__Text excerpt__

----------

That ("_except_ when you are root") works only by strongly coupling
curtain with secmodel_suser. The coupling is actually so strong that you
cannot bring yourself to consider that asking "is-root" is not the only
possible approach.
OK. Assuming that is the only possible way for the moment...
What you really want to do amounts to calling suser_isroot. You could just
as well make that call directly and let the linker resolve the symbol.
That way you would satisfy the requirement that secmodel_suser is loaded
in a simple way. Instead you create a baroque interface that doesn't scale
and ends up doing the same thing just more complex and costly.
So far in my books that is more bloat for no discernable gain.
Maybe there is some additional gain that I have missed in your descriptions.
If so, please provide concrete examples.
I think calling the introduction of a variadic function as interface in
the kernel certainly warrants describing it as baroque.
> But the "am I root?" evaluation is more an exception than the rule
> (a weak dependency). Turning curtain into a full fledged suser
> extension because there is one slight divergence is problematic.
How is it "more an exception than the rule"? AFAICT if you need to make
an exception for root on all decisions made by curtain then "am I root"
needs to be evaluated for every call for a decision by curtain.
I'm not clear what you mean by "there is one slight divergence" and how it
is problematic. Can you explain that with a concrete example?
> >This so-called "API" is a complete perversion of the kauth system.

----------

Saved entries

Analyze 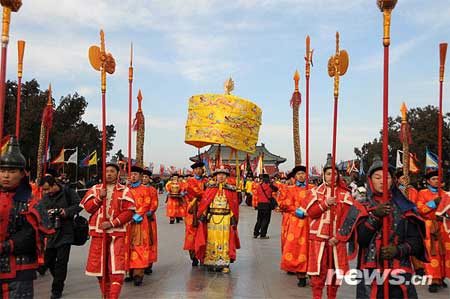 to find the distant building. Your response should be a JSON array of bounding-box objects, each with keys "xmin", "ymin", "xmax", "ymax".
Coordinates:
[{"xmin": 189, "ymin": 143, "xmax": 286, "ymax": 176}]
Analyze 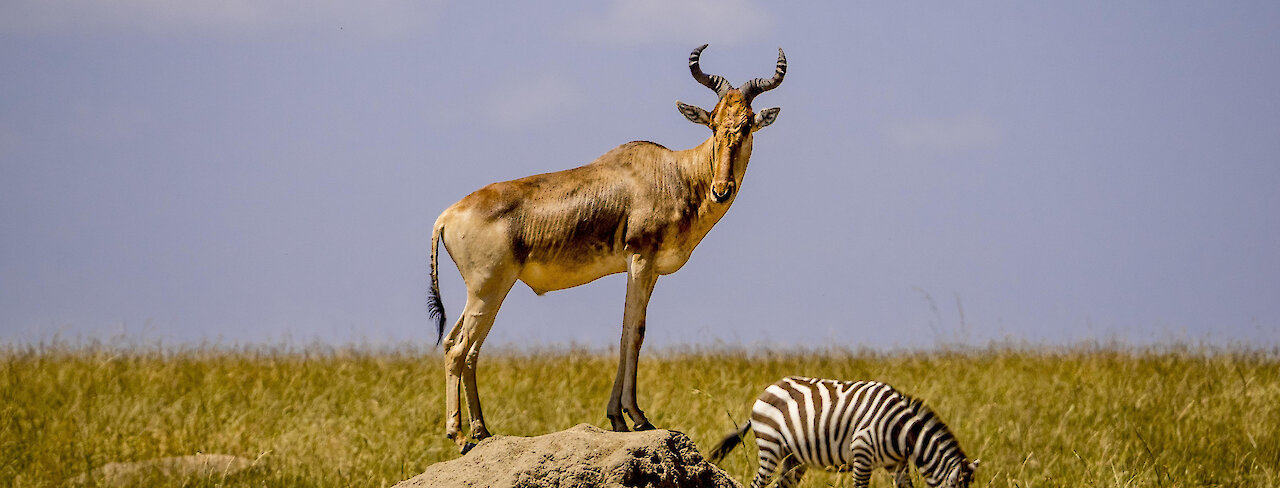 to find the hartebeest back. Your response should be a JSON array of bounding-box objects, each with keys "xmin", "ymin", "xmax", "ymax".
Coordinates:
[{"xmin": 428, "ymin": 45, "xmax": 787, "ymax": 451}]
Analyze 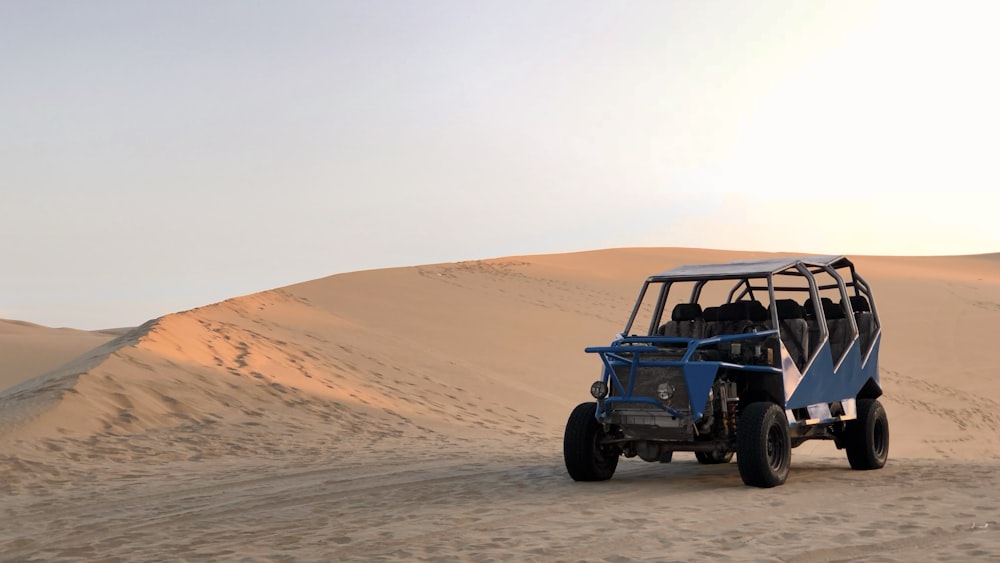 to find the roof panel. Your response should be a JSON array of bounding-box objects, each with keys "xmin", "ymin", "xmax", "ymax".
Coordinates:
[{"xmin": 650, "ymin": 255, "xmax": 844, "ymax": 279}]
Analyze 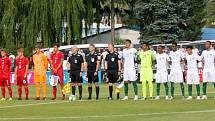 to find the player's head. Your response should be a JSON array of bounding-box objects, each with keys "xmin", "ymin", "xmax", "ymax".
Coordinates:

----------

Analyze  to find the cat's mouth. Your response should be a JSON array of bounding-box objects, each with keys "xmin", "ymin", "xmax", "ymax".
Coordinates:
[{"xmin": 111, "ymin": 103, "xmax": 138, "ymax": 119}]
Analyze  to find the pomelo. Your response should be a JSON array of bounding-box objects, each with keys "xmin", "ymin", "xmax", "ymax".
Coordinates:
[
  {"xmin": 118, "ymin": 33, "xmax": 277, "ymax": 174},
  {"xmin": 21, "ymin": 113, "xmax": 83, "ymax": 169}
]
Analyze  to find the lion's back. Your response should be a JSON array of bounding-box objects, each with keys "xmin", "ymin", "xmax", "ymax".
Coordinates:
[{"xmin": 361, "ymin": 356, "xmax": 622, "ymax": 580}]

----------

__Requirements__
1. From the secmodel discussion, extract the passage starting at "OK. Assuming that" and ending at "provide concrete examples.".
2. Answer these questions using the secmodel discussion:
(a) What function does the writer say the desired behavior amounts to calling?
(b) What kind of function, introduced as a kernel interface, does the writer say warrants being called baroque?
(c) According to the quoted line at the end, the so-called "API" is a complete perversion of which system?

__Task-by-task solutions__
1.
OK. Assuming that is the only possible way for the moment...
What you really want to do amounts to calling suser_isroot. You could just
as well make that call directly and let the linker resolve the symbol.
That way you would satisfy the requirement that secmodel_suser is loaded
in a simple way. Instead you create a baroque interface that doesn't scale
and ends up doing the same thing just more complex and costly.
So far in my books that is more bloat for no discernable gain.
Maybe there is some additional gain that I have missed in your descriptions.
If so, please provide concrete examples.

2.
(a) suser_isroot
(b) A variadic function
(c) The kauth system